# [Work to complete]
When a line in the entries contains the word "white", copy that line in full.

Entries taken from a collection
-.-.-

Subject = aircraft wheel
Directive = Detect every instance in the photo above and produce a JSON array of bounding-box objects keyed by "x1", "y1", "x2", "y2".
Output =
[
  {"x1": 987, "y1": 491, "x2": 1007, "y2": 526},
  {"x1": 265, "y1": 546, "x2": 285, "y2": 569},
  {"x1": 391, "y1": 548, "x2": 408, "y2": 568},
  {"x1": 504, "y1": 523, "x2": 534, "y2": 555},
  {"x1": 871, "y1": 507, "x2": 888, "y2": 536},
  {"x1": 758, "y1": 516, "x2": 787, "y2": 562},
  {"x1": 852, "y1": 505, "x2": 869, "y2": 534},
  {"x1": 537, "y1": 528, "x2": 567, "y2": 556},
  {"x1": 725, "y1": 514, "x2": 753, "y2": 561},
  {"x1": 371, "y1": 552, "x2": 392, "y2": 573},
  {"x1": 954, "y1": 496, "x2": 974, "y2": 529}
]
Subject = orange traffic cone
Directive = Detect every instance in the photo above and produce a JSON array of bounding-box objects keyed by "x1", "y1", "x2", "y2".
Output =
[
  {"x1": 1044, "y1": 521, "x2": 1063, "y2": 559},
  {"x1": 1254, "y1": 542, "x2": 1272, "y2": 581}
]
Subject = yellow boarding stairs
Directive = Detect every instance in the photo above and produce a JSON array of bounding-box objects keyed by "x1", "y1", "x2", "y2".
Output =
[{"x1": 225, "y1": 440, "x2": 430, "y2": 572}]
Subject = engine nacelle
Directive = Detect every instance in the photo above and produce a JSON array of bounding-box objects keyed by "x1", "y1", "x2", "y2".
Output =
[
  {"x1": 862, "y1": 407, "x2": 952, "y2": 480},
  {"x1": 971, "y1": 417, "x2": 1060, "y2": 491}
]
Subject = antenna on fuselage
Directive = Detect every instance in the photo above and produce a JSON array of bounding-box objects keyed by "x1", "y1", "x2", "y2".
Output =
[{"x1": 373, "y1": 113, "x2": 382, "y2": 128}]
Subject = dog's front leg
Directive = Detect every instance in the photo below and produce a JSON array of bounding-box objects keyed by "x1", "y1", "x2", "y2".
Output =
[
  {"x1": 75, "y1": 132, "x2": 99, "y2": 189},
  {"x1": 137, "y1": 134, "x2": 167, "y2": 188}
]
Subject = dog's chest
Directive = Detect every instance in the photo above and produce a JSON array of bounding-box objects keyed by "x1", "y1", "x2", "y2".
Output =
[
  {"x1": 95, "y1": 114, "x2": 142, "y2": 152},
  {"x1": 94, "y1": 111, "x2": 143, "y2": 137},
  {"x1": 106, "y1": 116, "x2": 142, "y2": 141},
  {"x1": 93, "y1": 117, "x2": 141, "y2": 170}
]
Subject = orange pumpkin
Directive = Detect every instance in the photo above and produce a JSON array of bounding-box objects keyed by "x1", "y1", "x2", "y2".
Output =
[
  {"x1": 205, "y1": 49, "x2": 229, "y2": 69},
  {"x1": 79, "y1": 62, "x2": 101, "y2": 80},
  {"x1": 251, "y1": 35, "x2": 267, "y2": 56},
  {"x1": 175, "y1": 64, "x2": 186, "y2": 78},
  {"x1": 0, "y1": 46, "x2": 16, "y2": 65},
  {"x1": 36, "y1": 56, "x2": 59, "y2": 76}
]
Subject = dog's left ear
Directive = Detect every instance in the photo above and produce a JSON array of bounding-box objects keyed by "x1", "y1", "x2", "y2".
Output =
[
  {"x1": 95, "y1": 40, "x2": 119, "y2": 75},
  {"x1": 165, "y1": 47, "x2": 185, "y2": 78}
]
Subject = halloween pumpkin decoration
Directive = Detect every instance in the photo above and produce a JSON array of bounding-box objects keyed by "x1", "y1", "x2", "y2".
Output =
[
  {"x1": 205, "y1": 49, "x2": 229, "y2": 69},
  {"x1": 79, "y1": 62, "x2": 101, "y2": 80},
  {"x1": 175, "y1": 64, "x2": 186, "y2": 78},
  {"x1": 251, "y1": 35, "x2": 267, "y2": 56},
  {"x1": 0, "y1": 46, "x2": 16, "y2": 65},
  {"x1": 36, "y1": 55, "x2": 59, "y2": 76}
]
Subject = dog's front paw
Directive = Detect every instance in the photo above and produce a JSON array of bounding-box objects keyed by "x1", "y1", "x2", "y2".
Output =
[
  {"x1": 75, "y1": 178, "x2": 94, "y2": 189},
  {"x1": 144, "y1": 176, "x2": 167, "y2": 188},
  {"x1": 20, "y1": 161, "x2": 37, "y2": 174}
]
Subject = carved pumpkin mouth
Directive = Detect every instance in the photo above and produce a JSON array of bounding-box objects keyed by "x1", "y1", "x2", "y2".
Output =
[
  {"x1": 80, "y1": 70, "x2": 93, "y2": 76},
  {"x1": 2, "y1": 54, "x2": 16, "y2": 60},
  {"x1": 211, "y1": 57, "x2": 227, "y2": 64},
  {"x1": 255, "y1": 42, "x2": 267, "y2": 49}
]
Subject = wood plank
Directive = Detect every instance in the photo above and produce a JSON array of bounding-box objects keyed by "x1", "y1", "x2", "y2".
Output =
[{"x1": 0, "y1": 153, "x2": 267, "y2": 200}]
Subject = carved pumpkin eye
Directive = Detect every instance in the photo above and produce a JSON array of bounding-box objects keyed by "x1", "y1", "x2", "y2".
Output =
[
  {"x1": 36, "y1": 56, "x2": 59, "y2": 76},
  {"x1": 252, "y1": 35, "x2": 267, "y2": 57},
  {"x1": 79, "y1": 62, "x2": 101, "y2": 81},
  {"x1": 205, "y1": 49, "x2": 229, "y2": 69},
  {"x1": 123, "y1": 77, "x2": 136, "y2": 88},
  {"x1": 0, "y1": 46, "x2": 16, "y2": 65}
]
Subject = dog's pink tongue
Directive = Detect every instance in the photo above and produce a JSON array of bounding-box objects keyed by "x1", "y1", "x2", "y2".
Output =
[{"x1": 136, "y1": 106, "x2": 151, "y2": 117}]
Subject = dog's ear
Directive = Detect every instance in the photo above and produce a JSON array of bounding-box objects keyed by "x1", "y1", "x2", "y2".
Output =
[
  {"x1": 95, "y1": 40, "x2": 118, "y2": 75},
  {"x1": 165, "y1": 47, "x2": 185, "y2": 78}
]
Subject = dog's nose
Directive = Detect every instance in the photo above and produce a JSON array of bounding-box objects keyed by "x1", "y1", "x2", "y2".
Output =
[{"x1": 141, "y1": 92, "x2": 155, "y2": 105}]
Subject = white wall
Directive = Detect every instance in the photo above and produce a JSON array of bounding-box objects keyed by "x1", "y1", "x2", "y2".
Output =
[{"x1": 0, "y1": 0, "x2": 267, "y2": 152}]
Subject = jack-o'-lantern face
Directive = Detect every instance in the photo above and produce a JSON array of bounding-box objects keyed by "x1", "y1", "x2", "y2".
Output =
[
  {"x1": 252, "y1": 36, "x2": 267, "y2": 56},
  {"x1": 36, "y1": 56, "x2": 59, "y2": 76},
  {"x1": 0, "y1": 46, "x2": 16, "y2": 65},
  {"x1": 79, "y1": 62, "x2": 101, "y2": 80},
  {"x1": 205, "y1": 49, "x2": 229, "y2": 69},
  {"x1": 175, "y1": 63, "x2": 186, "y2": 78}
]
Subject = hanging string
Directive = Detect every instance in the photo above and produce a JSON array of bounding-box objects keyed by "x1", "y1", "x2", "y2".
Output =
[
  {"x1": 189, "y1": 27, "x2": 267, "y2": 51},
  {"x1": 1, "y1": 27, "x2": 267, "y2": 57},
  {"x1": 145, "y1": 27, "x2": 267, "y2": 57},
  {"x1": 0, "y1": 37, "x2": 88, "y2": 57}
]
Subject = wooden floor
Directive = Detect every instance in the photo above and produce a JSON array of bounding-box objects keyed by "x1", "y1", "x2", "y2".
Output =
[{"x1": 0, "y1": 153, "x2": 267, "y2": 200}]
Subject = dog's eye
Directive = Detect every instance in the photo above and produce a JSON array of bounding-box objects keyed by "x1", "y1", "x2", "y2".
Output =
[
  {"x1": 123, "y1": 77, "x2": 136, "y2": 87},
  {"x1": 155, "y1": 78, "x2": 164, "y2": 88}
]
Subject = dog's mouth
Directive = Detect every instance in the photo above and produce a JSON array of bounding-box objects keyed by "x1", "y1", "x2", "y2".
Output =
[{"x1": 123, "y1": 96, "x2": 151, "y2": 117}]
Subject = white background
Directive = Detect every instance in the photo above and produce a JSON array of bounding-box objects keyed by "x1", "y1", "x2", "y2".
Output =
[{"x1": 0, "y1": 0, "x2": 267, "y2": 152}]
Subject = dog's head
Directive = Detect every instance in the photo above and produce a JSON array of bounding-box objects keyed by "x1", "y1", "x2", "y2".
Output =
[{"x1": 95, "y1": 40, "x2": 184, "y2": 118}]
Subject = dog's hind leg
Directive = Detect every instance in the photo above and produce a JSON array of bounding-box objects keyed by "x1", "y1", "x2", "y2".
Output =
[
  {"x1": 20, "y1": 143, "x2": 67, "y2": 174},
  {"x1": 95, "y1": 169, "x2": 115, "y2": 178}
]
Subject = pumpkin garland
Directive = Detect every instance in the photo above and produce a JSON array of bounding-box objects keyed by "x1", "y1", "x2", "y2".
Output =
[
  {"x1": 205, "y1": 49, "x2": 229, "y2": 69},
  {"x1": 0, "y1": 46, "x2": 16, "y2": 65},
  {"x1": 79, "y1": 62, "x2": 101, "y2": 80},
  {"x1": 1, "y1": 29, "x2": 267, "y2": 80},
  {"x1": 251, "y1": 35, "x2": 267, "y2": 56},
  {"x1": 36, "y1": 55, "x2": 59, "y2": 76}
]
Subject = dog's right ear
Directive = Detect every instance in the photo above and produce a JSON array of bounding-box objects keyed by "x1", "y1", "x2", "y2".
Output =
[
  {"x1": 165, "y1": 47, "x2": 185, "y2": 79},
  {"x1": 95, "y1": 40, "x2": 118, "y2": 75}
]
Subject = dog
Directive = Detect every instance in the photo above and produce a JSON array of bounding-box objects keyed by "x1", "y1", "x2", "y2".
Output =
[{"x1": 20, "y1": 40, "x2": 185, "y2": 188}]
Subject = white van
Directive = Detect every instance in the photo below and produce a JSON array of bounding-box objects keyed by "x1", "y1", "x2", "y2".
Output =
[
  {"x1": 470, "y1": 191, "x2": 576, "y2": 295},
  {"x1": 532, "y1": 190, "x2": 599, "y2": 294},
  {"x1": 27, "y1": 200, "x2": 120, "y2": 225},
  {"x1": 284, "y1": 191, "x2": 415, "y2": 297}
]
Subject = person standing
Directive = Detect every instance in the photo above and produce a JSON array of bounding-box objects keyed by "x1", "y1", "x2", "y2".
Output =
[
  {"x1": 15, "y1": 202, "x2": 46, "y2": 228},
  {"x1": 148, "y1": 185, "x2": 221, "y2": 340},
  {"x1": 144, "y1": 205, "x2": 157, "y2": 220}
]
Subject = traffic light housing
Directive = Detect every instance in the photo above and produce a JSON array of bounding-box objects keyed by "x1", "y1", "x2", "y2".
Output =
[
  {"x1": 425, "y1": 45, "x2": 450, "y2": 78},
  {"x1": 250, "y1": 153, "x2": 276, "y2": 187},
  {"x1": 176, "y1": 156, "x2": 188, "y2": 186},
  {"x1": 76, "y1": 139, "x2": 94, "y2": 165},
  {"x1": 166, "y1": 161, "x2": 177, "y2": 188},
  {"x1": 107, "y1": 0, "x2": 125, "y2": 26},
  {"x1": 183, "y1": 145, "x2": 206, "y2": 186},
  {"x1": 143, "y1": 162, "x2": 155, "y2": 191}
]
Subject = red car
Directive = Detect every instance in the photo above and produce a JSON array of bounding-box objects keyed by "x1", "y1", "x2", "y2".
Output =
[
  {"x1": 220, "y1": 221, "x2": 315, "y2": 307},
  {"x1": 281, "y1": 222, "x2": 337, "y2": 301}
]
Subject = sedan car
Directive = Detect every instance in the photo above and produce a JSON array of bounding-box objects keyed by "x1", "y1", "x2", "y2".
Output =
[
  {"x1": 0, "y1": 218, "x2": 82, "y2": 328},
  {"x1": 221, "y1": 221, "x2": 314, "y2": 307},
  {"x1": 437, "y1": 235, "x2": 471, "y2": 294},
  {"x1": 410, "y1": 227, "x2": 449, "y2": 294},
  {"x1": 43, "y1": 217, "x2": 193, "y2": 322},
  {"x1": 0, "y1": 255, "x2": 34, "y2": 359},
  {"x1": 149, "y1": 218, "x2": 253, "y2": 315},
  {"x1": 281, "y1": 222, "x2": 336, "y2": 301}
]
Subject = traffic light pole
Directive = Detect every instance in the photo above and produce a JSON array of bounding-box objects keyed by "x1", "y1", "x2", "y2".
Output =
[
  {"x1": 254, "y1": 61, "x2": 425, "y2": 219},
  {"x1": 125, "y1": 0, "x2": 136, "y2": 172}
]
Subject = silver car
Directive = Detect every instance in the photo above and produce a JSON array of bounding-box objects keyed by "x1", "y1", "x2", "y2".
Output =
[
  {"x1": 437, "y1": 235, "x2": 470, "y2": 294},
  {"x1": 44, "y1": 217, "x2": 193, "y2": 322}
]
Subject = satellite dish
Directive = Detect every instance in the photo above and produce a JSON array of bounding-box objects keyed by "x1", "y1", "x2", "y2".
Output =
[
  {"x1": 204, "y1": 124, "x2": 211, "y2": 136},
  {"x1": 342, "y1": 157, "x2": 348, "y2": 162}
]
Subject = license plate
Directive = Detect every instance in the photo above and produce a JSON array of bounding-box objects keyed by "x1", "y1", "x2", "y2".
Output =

-.-.-

# [Task solution]
Subject = white wall
Subject = white background
Subject = white van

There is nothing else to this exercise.